* START LISTED ENTRIES *
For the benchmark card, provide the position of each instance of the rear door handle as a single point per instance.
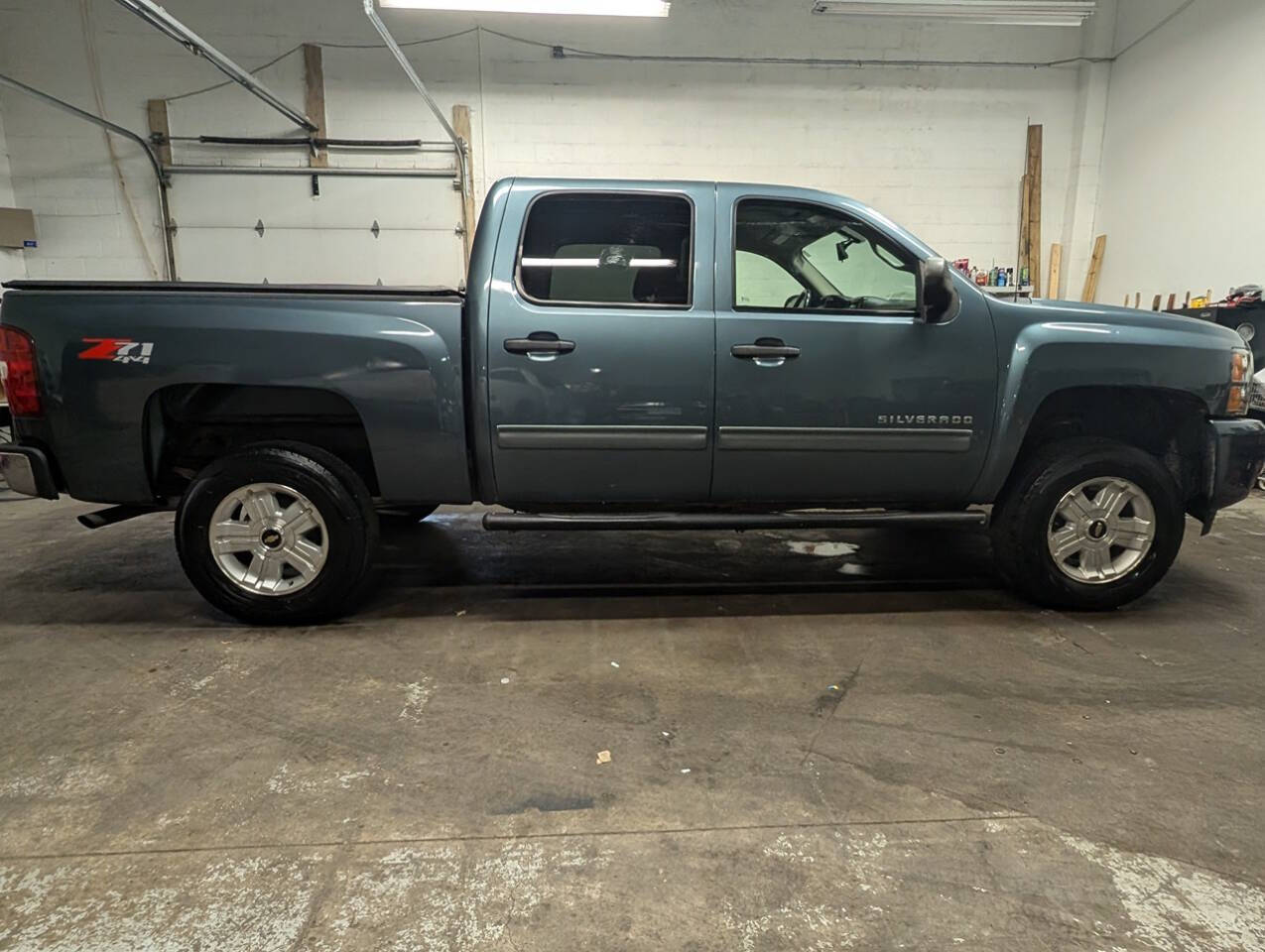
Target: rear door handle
(764, 348)
(541, 341)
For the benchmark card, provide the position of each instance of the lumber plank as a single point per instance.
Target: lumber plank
(1095, 266)
(314, 101)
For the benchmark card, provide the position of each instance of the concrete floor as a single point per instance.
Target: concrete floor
(864, 744)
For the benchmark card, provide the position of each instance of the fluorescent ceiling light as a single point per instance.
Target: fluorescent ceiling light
(596, 263)
(1013, 13)
(588, 8)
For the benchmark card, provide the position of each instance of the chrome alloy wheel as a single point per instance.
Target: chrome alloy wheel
(1100, 530)
(268, 538)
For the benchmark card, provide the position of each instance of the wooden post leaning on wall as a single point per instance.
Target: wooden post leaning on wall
(314, 101)
(1031, 254)
(1055, 271)
(1025, 230)
(1095, 266)
(462, 125)
(159, 125)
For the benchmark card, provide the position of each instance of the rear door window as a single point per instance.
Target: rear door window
(607, 249)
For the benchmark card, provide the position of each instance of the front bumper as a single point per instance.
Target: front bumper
(27, 470)
(1233, 460)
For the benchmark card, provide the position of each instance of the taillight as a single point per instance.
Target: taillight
(18, 372)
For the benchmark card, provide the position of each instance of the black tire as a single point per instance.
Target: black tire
(335, 491)
(1022, 519)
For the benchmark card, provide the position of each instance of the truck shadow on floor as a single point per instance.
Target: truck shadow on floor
(537, 575)
(447, 565)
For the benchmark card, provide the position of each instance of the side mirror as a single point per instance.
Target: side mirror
(938, 298)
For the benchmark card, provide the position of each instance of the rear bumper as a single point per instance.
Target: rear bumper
(1235, 456)
(27, 470)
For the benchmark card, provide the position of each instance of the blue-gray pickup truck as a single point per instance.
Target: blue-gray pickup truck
(631, 355)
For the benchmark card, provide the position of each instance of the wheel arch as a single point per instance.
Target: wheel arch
(190, 425)
(1168, 423)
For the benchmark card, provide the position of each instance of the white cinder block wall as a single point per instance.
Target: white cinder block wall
(13, 265)
(939, 150)
(1182, 184)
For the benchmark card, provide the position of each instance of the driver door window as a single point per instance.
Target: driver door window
(791, 256)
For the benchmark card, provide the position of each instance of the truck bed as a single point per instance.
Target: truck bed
(210, 288)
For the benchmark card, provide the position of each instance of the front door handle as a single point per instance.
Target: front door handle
(766, 348)
(542, 341)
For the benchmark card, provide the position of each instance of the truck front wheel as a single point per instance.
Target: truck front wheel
(1088, 525)
(277, 535)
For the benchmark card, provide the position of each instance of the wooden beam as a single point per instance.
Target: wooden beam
(1095, 266)
(159, 125)
(1034, 191)
(462, 125)
(1055, 271)
(314, 100)
(1025, 230)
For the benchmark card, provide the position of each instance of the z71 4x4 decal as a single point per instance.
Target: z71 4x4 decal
(122, 350)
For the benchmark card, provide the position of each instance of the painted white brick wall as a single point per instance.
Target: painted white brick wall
(1182, 186)
(13, 265)
(939, 150)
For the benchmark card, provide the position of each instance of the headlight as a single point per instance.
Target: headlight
(1240, 382)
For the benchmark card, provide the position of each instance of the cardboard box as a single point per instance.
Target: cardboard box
(17, 228)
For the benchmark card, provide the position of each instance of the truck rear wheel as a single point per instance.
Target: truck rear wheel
(1088, 525)
(277, 535)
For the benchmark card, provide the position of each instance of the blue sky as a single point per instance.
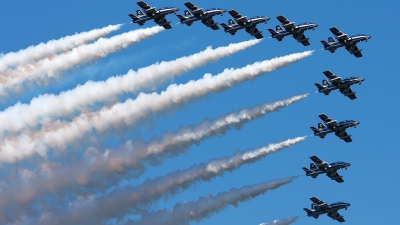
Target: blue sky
(371, 183)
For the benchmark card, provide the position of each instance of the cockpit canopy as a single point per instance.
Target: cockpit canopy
(347, 121)
(306, 23)
(339, 203)
(356, 35)
(167, 7)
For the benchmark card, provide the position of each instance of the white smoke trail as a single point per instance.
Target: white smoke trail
(286, 221)
(48, 107)
(41, 72)
(97, 171)
(51, 48)
(121, 115)
(205, 207)
(122, 201)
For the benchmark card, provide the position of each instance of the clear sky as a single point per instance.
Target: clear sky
(371, 183)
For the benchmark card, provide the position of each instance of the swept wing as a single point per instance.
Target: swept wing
(336, 216)
(193, 8)
(335, 176)
(348, 92)
(335, 80)
(328, 121)
(344, 136)
(318, 202)
(146, 7)
(285, 22)
(238, 17)
(339, 34)
(320, 163)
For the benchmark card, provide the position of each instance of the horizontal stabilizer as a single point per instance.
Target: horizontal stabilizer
(307, 210)
(181, 17)
(258, 35)
(272, 31)
(224, 26)
(350, 93)
(314, 129)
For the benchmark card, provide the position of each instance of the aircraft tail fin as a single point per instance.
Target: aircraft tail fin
(132, 16)
(325, 83)
(320, 87)
(278, 28)
(313, 166)
(181, 18)
(224, 26)
(325, 43)
(272, 31)
(307, 210)
(314, 129)
(231, 22)
(321, 126)
(188, 13)
(308, 172)
(139, 13)
(331, 40)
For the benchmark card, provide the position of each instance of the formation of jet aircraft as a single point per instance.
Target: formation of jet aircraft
(297, 31)
(195, 13)
(287, 28)
(319, 207)
(350, 43)
(333, 127)
(150, 13)
(241, 22)
(319, 167)
(337, 83)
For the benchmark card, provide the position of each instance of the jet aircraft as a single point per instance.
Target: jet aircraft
(297, 31)
(241, 22)
(319, 167)
(319, 207)
(332, 126)
(195, 13)
(338, 83)
(150, 13)
(350, 43)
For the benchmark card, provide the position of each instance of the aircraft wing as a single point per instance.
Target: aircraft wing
(320, 163)
(254, 32)
(318, 202)
(193, 8)
(238, 17)
(338, 34)
(348, 92)
(316, 159)
(344, 136)
(335, 80)
(336, 216)
(146, 7)
(302, 39)
(285, 22)
(335, 176)
(328, 121)
(163, 22)
(355, 51)
(210, 23)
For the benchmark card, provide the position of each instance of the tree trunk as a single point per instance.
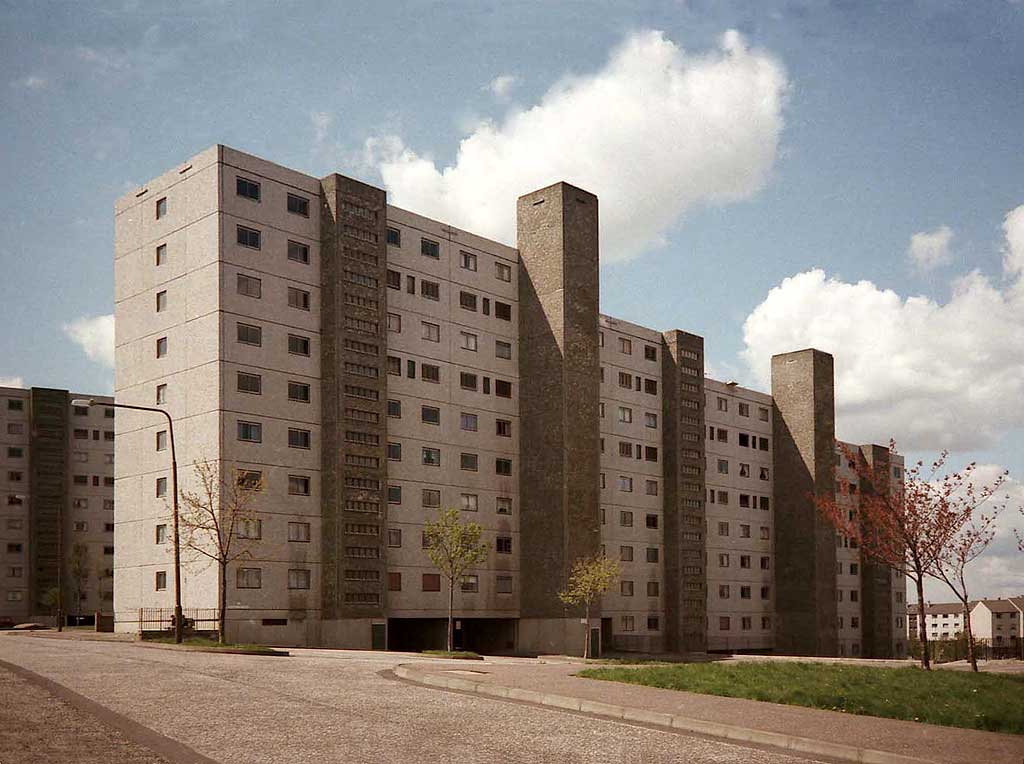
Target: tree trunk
(222, 605)
(926, 661)
(586, 633)
(451, 634)
(972, 656)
* END LISTED ENTRIES *
## AIM
Could you write out all of the entries again with "benchmark card" swapped for "evaluation sheet" and everything else left unchanged? Leave the pictures out of your answer.

## TASK RESPONSE
For the evaluation sheet, provide the position of each instance of the rear door handle as a single point per instance.
Target: rear door handle
(764, 348)
(541, 341)
For the evaluation sheet, provide the position of each instance of the lumber plank as a single point per instance.
Target: lumber plank
(1095, 266)
(314, 101)
For the evaluation sheet, provide the position of each instance of the concrete floor as a single point per instance.
Target: concrete floor
(864, 744)
For the evaluation sheet, provide the position of each instance of the fluorescent ceiling light as a single point per instance.
Target: fluorescent ceiling light
(596, 263)
(1013, 13)
(588, 8)
For the evaluation sheet, provide the position of each instance of the chrome alloy wheel as a single point per instance.
Target: chrome alloy wheel
(1100, 530)
(268, 538)
For the evaluation sheet, provide the position of each instance of the wooden post leaning on wall as a single point per instance.
Target: wooden post leaning on wall
(314, 101)
(1031, 254)
(1055, 271)
(1025, 230)
(1095, 266)
(462, 125)
(159, 125)
For the evaluation sheet, provide the position of each instance of the rear door window as a single point per instance.
Target: rear door window
(607, 249)
For the evaluation sheet, provide the position of each instance of the front bumper as a single point per instance.
Target: front bumper
(27, 470)
(1233, 460)
For the evaluation sheet, provide the position of each instance of the taillight as a single point per instance.
Target: taillight
(18, 372)
For the evaluation sheet, provide the position of each instance of the black tire as a single point per instance.
Target: black tire
(335, 491)
(1022, 519)
For the evaluation sheet, provide the position of each instance of the truck shadow on floor as a single point per instance.
Target: truck shadow on floor
(537, 575)
(447, 565)
For the evaluation sheet, provide the position of each instance of the side mirror as a single point per instance.
Target: side mirror
(938, 298)
For the evaluation sheet, provide the position of each instance of the rear bumper as a single point per instance.
Target: rear bumper
(1235, 456)
(27, 470)
For the evaluation sheet, provide the position of each instance of the blue-gray pickup truck as a single point per instance.
Target: blue-gray pickup truck
(631, 355)
For the evaluation sheet, provide the position of each instance of the wheel arch as a single point per instance.
Target: wheel arch
(190, 425)
(1168, 423)
For the evaluation sheet, provide the position of each instance of the white cinder block wall as a single point per instance.
Target: white cinder block wall
(13, 265)
(939, 150)
(1182, 184)
For the evaluation sheet, provide the position of each instance of the driver door window as a single point per instance.
Target: driver door window
(791, 256)
For the evaluation sheet, provide the position of each instance of the truck bed as a single point per instance.
Target: truck bed
(210, 288)
For the evaluation sheet, provide the position of each instance of the front door handle as a single point per instance.
Target: front door handle
(766, 348)
(542, 341)
For the evaluation sheet, provide the position of each instance of the truck front wheel as a single point per instance.
Target: truck front wheel
(1088, 525)
(277, 535)
For the evaluation sheet, provide the position of each instance of the wooden beam as a single point per instance.
Target: wooden beam
(1095, 266)
(159, 125)
(1034, 191)
(462, 125)
(1055, 271)
(314, 100)
(1025, 230)
For the evaluation sheet, provide the position of each instance of the z71 4x4 decal as a single point per instance.
Target: z71 4x4 decal
(122, 350)
For the evaluation sheet, provide the position of each instance of the painted white brick wall as a single point per instance.
Target: painted white brick wall
(1182, 186)
(13, 265)
(939, 150)
For the evaluation sheet, provide the position of each instance of the headlight as a single point per instance.
Target: headlight
(1240, 382)
For the evaluation sheet, provide the position of each instance of the cardboard box as a single point per instance.
Target: cardboard box
(17, 228)
For the evaluation sheet, provide the position of each instance of the truck rear wheel as a single point per instance.
Target: truck rear wheel
(1088, 525)
(277, 535)
For the evaluation sheet, provide the position of each instance of the blue sky as a single point per instance.
Target: blue sky
(371, 183)
For the evaluation sheet, provide the position of each instance of the cockpit canopy as a single point per instance.
Target: cockpit canopy
(347, 121)
(306, 23)
(339, 203)
(356, 35)
(167, 7)
For the evaluation sheet, provide the position of each instance of the white smoke trail as a single point per instance.
Target: white smoke trail
(286, 221)
(48, 107)
(41, 72)
(97, 171)
(51, 48)
(121, 115)
(205, 207)
(122, 201)
For the evaluation sheet, provide the position of each instance of the clear sky as a single point per instance.
Target: clear sky
(371, 183)
For the evaluation sheet, provide the position of each instance of the swept wing as a single point per instance.
Target: swept wing
(336, 216)
(193, 8)
(335, 176)
(348, 92)
(335, 80)
(328, 121)
(344, 136)
(318, 202)
(146, 7)
(285, 22)
(238, 17)
(339, 34)
(320, 163)
For the evaluation sheet, provide the position of each instance of the horizontal stabilizer as a single point per instance.
Target: horizontal stabilizer
(307, 210)
(181, 17)
(258, 35)
(272, 31)
(224, 26)
(350, 93)
(314, 129)
For the evaluation sheet, provide the position of each instance of the aircraft tail fin as a single point per instance.
Target: aircraft tail fin
(132, 16)
(325, 83)
(320, 87)
(278, 28)
(313, 166)
(181, 18)
(224, 26)
(325, 43)
(272, 31)
(307, 210)
(314, 129)
(231, 22)
(321, 126)
(188, 13)
(308, 172)
(139, 13)
(331, 40)
For the evaluation sheet, provide the position of each instance of the formation of jet aircraft as a single point per instance.
Target: formation of jet aircraft
(297, 31)
(195, 13)
(287, 28)
(319, 207)
(350, 43)
(333, 127)
(150, 13)
(241, 22)
(319, 167)
(337, 83)
For the evaluation sheet, provide the position of each instance of the jet aircraft as a single point per instance.
Target: jet aircraft
(297, 31)
(241, 22)
(319, 167)
(319, 207)
(332, 126)
(195, 13)
(338, 83)
(150, 13)
(350, 43)
For the evaluation sheet, provide the position of each instance of the aircraft wing as a single point per instance.
Target: aircraft wing
(320, 163)
(254, 32)
(318, 202)
(193, 8)
(238, 17)
(338, 34)
(348, 92)
(316, 159)
(344, 136)
(335, 80)
(336, 216)
(146, 7)
(302, 39)
(285, 22)
(335, 176)
(328, 121)
(163, 22)
(355, 51)
(210, 23)
For the evaluation sheet, provide the position of each instance of the tree trunk as a single point per instance.
Target: tree trunk
(222, 605)
(926, 661)
(586, 633)
(451, 634)
(972, 656)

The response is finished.